*DATASET ENTRIES:*
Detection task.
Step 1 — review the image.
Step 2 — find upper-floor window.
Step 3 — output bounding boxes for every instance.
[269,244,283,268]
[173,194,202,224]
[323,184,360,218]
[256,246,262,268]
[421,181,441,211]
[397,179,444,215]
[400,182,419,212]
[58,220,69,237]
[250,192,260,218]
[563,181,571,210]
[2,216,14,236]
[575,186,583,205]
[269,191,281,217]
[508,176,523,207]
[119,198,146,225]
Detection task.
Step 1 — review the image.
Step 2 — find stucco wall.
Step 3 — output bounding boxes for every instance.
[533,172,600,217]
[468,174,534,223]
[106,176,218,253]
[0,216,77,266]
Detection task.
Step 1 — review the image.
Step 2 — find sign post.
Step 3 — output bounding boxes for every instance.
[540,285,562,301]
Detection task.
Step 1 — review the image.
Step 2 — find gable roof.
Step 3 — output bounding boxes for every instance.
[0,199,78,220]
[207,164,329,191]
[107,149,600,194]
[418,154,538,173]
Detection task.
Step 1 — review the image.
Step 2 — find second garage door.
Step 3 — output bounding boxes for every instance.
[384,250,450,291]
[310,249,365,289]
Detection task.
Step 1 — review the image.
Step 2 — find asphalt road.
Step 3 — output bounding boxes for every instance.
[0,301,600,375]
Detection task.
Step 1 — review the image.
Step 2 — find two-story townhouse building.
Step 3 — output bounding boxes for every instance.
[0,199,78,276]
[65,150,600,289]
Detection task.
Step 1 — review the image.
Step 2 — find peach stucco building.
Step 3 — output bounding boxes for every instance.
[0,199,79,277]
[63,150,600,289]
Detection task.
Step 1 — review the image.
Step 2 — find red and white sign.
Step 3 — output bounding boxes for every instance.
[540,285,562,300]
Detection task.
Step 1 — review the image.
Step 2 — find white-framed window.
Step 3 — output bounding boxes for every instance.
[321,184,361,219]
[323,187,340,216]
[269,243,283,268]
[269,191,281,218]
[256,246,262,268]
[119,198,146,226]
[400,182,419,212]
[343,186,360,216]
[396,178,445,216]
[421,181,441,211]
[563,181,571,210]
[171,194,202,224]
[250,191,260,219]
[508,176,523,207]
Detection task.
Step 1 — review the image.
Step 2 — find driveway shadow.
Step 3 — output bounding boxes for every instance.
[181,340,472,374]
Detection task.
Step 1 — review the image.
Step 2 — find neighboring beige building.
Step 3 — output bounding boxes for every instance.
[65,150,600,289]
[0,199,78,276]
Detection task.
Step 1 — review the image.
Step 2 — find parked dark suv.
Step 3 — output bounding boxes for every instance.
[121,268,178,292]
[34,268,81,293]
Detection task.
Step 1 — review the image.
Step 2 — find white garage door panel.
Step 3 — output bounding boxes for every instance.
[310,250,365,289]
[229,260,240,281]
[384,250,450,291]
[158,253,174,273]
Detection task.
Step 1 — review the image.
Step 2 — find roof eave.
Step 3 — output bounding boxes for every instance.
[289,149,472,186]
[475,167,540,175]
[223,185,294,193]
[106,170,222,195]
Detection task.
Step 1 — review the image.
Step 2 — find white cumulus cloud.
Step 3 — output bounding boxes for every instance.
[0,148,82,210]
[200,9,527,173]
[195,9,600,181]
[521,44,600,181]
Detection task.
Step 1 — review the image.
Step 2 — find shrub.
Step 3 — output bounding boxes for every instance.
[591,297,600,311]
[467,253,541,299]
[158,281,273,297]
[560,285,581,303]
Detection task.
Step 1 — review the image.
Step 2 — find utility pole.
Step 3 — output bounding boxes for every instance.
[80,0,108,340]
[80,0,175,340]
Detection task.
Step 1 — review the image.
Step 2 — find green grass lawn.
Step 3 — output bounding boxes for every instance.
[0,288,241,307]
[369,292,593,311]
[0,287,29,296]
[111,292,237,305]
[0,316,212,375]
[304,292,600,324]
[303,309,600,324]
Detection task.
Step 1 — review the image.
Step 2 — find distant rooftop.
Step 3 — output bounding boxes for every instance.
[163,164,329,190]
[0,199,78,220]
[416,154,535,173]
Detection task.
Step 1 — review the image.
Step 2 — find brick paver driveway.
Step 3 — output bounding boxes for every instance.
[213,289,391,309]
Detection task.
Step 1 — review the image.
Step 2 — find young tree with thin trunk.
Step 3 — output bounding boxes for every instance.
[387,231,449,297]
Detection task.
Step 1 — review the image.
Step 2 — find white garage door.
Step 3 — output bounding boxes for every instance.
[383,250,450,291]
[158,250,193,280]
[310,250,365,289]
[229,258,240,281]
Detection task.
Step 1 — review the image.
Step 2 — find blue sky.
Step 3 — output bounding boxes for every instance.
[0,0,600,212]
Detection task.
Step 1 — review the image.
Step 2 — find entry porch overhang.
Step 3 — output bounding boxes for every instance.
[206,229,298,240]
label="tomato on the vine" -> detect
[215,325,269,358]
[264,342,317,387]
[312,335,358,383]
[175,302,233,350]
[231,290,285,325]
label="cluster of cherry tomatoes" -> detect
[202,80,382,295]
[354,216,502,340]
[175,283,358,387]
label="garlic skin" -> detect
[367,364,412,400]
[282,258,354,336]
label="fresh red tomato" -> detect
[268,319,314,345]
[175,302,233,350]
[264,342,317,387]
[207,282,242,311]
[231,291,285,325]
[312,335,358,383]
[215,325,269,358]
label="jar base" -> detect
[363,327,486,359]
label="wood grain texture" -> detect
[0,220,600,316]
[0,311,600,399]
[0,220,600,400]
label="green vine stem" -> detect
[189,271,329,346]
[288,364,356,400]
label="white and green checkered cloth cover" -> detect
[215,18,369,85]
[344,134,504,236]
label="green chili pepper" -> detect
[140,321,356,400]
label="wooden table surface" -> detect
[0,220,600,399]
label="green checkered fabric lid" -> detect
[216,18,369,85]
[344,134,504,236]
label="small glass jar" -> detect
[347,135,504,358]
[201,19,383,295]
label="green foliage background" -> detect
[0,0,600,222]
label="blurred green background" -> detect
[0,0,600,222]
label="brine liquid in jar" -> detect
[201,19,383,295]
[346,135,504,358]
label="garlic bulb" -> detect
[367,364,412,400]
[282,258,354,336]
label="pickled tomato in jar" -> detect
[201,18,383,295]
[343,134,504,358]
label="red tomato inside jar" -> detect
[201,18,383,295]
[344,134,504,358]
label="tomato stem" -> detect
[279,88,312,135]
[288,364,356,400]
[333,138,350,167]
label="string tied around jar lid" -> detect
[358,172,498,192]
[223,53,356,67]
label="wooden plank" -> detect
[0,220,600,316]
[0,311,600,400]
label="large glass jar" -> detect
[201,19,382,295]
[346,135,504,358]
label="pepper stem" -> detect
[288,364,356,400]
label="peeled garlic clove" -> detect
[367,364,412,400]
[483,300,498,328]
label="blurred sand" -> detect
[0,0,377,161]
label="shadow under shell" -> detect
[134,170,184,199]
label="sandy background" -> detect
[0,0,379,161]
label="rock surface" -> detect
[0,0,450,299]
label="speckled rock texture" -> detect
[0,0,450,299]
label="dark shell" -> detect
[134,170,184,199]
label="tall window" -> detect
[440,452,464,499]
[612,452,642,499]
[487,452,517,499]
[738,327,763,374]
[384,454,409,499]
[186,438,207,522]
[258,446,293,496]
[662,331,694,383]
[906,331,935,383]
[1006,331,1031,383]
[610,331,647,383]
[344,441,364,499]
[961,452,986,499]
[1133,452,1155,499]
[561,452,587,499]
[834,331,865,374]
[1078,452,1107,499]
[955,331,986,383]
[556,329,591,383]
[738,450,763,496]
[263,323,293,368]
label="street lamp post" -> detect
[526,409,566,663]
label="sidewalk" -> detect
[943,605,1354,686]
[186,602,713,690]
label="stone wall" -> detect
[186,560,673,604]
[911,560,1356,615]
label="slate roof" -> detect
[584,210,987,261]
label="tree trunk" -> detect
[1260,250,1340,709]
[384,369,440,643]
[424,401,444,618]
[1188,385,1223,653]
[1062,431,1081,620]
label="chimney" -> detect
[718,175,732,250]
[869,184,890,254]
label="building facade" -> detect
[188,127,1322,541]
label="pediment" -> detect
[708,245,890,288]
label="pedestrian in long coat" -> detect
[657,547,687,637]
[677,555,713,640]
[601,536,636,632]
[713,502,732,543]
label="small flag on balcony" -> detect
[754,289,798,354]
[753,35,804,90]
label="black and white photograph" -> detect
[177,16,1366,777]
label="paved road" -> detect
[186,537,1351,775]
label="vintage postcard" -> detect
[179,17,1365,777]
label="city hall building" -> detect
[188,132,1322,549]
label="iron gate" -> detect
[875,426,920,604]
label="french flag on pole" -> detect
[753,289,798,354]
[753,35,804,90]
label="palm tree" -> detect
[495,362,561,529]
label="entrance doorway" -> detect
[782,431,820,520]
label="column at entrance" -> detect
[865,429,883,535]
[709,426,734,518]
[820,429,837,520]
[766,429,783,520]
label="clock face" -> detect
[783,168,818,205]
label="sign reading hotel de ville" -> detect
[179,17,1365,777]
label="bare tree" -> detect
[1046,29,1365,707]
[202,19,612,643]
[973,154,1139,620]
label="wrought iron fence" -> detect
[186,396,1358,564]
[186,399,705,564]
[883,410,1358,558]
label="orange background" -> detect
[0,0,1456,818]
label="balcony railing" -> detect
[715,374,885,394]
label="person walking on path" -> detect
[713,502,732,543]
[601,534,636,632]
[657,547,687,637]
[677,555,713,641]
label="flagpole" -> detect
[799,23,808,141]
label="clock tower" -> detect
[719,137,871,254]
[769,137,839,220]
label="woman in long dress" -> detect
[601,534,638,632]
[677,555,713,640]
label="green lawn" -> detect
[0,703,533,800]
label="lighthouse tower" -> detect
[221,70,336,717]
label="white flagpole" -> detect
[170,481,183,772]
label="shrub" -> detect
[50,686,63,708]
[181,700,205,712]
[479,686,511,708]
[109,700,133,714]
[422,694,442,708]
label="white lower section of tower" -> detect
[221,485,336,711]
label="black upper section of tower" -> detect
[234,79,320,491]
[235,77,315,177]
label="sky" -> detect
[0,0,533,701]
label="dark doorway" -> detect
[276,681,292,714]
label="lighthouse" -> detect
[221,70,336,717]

*WHAT YOU NEED TO DO:* Gather every line in the rows above that contains the string "long", matching case exactly.

*WRITTEN REPLY:*
label="pedestrian in long coat" -> detect
label="woman in long dress" -> detect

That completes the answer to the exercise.